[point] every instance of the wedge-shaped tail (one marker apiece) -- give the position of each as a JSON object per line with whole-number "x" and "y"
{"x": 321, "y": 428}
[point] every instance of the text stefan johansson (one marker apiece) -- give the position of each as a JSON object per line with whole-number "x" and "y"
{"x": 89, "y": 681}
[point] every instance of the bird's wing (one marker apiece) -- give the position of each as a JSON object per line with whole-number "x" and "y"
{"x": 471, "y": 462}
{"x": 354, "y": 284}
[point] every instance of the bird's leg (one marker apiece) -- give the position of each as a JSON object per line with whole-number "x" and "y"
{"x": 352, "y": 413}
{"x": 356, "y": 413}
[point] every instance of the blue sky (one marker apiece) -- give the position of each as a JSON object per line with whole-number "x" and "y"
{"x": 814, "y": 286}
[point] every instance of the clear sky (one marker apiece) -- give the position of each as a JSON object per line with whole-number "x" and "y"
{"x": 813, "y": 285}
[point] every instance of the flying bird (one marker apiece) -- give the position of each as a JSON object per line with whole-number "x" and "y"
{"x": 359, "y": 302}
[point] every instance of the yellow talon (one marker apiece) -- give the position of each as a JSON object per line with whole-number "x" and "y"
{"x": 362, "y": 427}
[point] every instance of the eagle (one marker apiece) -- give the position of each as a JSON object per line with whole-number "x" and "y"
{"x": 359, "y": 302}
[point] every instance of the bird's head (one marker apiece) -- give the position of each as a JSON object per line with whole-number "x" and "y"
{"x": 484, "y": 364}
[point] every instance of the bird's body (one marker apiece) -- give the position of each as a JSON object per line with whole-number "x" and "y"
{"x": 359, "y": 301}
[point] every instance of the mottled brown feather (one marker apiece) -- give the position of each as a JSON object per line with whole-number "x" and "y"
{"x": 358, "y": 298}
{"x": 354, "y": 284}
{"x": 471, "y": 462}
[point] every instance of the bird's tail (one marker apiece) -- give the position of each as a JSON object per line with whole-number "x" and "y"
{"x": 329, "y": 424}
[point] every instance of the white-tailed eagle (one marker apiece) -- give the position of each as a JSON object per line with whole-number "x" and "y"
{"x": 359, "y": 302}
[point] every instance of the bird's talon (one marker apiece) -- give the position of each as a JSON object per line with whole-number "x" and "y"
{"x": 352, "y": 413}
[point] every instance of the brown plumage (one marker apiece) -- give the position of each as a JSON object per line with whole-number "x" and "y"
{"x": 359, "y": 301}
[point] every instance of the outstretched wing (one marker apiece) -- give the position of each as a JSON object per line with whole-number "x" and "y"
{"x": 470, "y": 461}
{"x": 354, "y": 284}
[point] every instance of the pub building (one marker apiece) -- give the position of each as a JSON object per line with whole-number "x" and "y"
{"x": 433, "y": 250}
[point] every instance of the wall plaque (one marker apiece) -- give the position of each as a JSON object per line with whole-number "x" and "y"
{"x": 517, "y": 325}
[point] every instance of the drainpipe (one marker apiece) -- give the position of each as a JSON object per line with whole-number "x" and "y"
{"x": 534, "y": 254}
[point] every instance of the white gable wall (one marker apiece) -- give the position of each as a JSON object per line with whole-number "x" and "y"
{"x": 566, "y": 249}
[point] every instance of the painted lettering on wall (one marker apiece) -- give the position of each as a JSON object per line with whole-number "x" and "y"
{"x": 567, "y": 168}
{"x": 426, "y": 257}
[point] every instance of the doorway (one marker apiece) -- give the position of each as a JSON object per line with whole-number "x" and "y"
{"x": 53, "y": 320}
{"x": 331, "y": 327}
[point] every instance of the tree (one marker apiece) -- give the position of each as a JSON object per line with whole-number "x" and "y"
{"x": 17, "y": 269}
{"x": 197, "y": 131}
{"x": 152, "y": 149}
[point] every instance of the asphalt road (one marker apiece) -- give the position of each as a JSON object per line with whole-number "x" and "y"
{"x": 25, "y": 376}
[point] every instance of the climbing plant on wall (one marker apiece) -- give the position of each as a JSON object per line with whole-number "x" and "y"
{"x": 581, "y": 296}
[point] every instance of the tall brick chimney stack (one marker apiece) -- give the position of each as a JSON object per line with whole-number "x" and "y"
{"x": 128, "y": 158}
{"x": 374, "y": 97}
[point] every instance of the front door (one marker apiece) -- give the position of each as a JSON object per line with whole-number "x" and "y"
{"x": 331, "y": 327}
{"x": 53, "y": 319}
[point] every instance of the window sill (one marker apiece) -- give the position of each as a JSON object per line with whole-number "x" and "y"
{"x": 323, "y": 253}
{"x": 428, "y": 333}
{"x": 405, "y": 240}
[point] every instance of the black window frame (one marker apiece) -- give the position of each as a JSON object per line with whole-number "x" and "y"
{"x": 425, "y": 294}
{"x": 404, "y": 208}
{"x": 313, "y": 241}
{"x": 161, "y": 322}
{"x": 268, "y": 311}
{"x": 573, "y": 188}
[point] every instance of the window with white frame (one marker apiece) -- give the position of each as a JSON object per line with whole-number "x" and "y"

Given request – All of the records must be retyped exactly as they are.

Finished answer –
[point] every instance of the wedge-shaped tail (one marker apiece) -- give the position of each as a JSON object per line with whole-number "x" and "y"
{"x": 321, "y": 428}
[point] every instance of the text stefan johansson (one marker apiece) -- give the position of each as a JSON object per line with whole-number "x" and "y"
{"x": 89, "y": 681}
[point] every instance of the bird's wing (one marker apiece) -- give the position of each as a JSON object per line with whole-number "x" and "y"
{"x": 471, "y": 462}
{"x": 354, "y": 284}
[point] every instance of the bird's leg (one marker apiece) -- give the position of each as a JSON object per line with whole-number "x" and "y"
{"x": 352, "y": 413}
{"x": 356, "y": 413}
[point] every instance of the blue sky (one marker apiece) -- give the position of each as a JSON object per line with whole-number "x" and "y"
{"x": 814, "y": 286}
[point] every instance of the clear sky (one marker apiece) -- give the position of each as a JSON object per line with whole-number "x" and "y"
{"x": 813, "y": 285}
[point] every instance of the flying bird (one marker apiece) -- give the position of each as a JSON object per line with whole-number "x" and "y"
{"x": 359, "y": 302}
[point] every instance of the yellow talon (one marker apiece) -- give the position of each as a JSON object per line with whole-number "x" and "y"
{"x": 362, "y": 427}
[point] every instance of the eagle (one marker apiece) -- give the position of each as a JSON object per line with whole-number "x" and "y"
{"x": 359, "y": 302}
[point] every instance of the bird's head (one marker apiece) -- give the position of each as a JSON object per line with whole-number "x" and "y"
{"x": 484, "y": 364}
[point] every instance of the bird's body (one marker apiece) -- give the position of each as a JSON object per line with whole-number "x" and "y"
{"x": 359, "y": 301}
[point] every instance of the mottled brown feather (one marker apiece) -- give the position of each as a JSON object per line with whole-number "x" and "y"
{"x": 358, "y": 298}
{"x": 354, "y": 284}
{"x": 471, "y": 462}
[point] every instance of the bird's tail (one marker apiece) -- give the position of each as a JSON object per line with whole-number "x" and "y"
{"x": 329, "y": 424}
[point] every instance of the white-tailed eagle (one marker apiece) -- give the position of each as a JSON object per line with whole-number "x" and "y"
{"x": 359, "y": 302}
[point] every instance of the bird's talon (one marker apiece) -- give the position of each as a JSON object per line with whole-number "x" and "y"
{"x": 352, "y": 413}
[point] every instance of the brown plumage (one marker apiece) -- give the position of each as a JSON object per line with whole-number "x" and "y"
{"x": 359, "y": 301}
[point] every instance of the outstretched wing (one marker apiece) -- give the position of each as a JSON object per line with whole-number "x" and "y"
{"x": 470, "y": 461}
{"x": 354, "y": 284}
[point] every instance of the pub building (one marker apiece) -- give the position of each as a JSON object per line with whole-number "x" and "y"
{"x": 433, "y": 250}
[point] every instance of the wall plaque (one marker apiece) -- give the position of each as a JSON object per line with whole-number "x" and "y"
{"x": 517, "y": 325}
[point] every instance of the drainpipe (one marker apiece) -- give the position of each as a JSON object per line with whole-number "x" and "y"
{"x": 534, "y": 254}
[point] every instance of the white gable wall (one marker apiece) -- give the position of each as a JSON object per line with whole-number "x" and "y"
{"x": 566, "y": 249}
[point] every instance of the painted lettering on wall (one marker apiece) -- give the position of each as a JSON object per line with whole-number "x" and "y"
{"x": 567, "y": 168}
{"x": 426, "y": 257}
[point] every instance of the doorway (one marker apiece) -- give the position of each as a JSON object per line with whole-number "x" and "y"
{"x": 53, "y": 320}
{"x": 331, "y": 327}
[point] every instance of the tree (one marker apiece) -- give the position of each as a JSON object per line with whole-number "x" and "y"
{"x": 17, "y": 269}
{"x": 197, "y": 131}
{"x": 152, "y": 149}
[point] every instance of the asphalt road (one marker apiece) -- give the position of each as a JSON object per line with whole-number "x" and "y"
{"x": 25, "y": 376}
[point] every instance of the climbing plant on wall (one marker apiece) -- give the position of each as a JSON object per line with whole-number "x" and "y"
{"x": 581, "y": 296}
[point] every instance of the tall brick chimney stack (one marker apiece) -- give the position of each as a JSON object per line with whole-number "x" and "y"
{"x": 128, "y": 158}
{"x": 374, "y": 97}
[point] every instance of the front door (one marker apiece) -- give the position of each as a JSON object per line with whole-number "x" and "y"
{"x": 331, "y": 327}
{"x": 53, "y": 319}
[point] every instance of the window sill (one marker apiece) -- give the position of each as a JSON object per line with whole-number "x" and "y"
{"x": 323, "y": 253}
{"x": 428, "y": 333}
{"x": 405, "y": 240}
[point] every instance of the black window frame (one marker apiece) -- give the position of each as a JSON object per line with whole-number "x" and "y"
{"x": 425, "y": 294}
{"x": 404, "y": 208}
{"x": 313, "y": 241}
{"x": 161, "y": 322}
{"x": 268, "y": 311}
{"x": 573, "y": 188}
[point] every instance of the window with white frame (one marker apiece) -- give the position of each as a JSON object per line with whole-number "x" and "y"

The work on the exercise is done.